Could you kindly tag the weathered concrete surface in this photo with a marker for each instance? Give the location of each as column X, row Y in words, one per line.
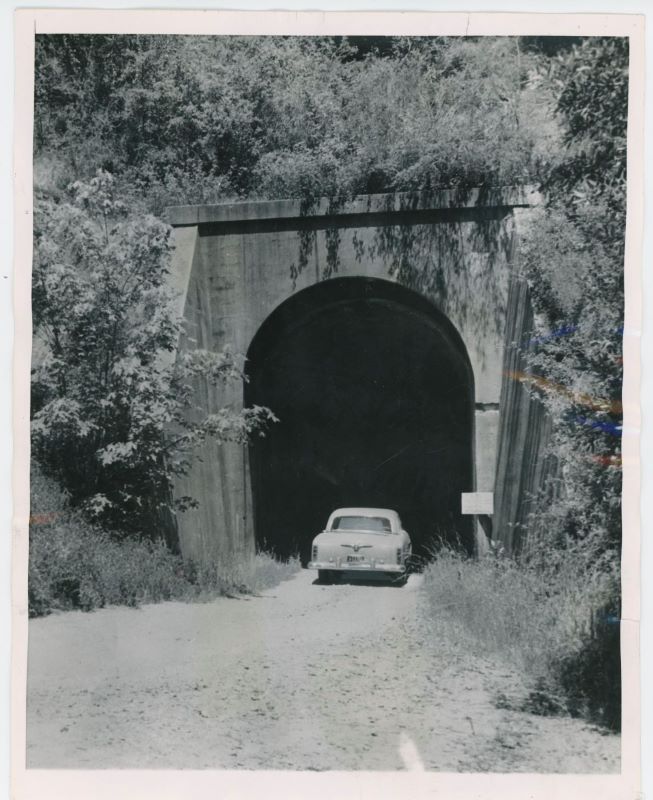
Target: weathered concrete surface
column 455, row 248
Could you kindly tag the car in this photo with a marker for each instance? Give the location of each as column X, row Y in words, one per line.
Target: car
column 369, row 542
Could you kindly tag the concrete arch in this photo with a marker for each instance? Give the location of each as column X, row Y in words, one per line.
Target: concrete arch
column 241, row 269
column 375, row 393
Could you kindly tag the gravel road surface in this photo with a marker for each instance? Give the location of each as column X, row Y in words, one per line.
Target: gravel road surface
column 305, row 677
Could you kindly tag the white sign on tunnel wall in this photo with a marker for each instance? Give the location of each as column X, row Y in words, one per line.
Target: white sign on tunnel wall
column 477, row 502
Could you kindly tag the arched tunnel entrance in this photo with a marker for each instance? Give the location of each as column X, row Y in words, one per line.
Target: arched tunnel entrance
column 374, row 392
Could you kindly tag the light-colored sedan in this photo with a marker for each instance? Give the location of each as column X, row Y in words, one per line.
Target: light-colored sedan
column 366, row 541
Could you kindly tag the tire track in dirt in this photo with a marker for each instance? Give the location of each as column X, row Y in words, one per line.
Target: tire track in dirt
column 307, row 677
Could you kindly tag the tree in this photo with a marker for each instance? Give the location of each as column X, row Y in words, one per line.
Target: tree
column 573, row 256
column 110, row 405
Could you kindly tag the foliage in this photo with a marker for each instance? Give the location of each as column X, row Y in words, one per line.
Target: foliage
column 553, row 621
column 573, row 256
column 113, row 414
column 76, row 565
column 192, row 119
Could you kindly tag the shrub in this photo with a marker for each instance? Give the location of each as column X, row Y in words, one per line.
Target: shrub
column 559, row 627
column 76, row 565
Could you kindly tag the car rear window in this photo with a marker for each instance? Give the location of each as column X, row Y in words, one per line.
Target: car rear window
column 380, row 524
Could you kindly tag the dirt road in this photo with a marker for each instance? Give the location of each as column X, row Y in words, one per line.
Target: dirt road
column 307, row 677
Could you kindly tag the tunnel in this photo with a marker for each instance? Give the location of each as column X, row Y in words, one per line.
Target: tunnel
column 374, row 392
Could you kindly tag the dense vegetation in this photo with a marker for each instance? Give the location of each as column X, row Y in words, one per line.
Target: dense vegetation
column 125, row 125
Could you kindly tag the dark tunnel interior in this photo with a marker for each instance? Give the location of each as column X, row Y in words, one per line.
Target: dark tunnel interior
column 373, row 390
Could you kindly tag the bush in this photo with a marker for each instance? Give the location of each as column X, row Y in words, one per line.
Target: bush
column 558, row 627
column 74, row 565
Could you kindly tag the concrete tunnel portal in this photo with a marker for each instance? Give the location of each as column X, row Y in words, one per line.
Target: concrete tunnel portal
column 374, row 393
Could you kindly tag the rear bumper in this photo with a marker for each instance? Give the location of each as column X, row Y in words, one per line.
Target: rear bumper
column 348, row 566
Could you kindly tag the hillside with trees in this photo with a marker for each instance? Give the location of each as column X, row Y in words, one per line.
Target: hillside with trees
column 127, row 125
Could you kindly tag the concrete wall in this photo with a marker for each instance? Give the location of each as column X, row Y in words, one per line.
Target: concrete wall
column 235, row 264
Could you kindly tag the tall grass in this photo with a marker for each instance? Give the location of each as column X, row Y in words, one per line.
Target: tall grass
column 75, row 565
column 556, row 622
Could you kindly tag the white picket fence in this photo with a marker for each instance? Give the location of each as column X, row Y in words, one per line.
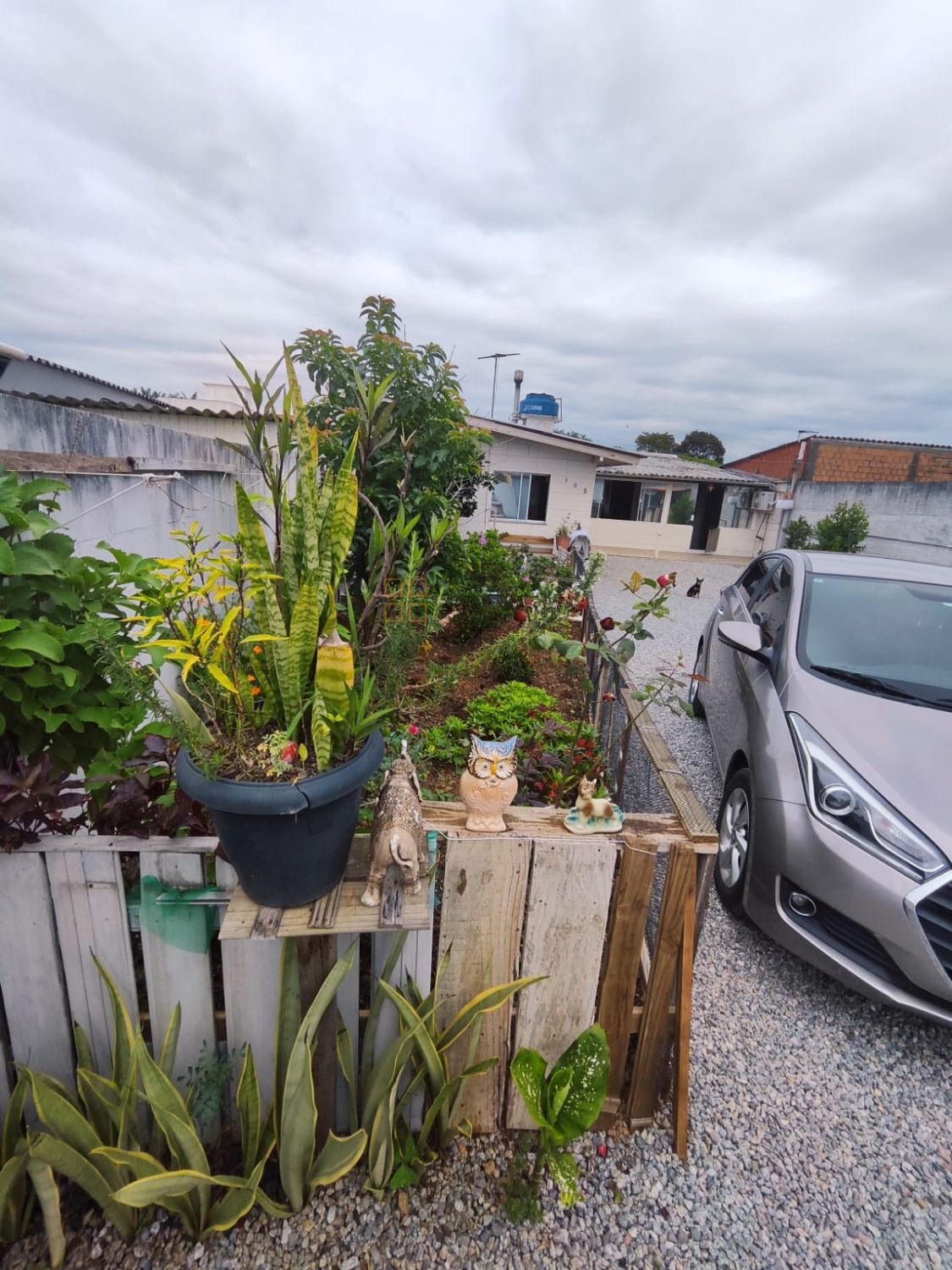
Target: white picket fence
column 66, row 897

◆ **DESCRIPTION OF THE TASK**
From the records above, transcribe without alteration every line from the one with "Could you kindly tag the dirt" to the one with "Could you kindly tag the bush", inclusive.

◆ **RESPONSE BELOW**
Could you kindly tag the dirt road in this photo with a marker for each instance? Give the location of each as column X, row Y in words, one per line.
Target: dirt road
column 307, row 677
Could you kindly tag the tunnel in this photo with a marker for each instance? Give the location of each as column X, row Y in words, one per line.
Target: tunnel
column 374, row 392
Could you kindly tag the dense vegetation in this photo with a marker for each instance? Give the location of each as column X, row Y in words, one per line.
Target: dense vegetation
column 125, row 125
Could you kindly tag the dark tunnel interior in this photo with a marker for each instance? Give the location of each as column X, row Y in words, one per line.
Target: dark tunnel interior
column 373, row 390
Could you kindly tag the bush in this photo with a marker for each instance? Give the location of each as column X, row Y in words, one per line.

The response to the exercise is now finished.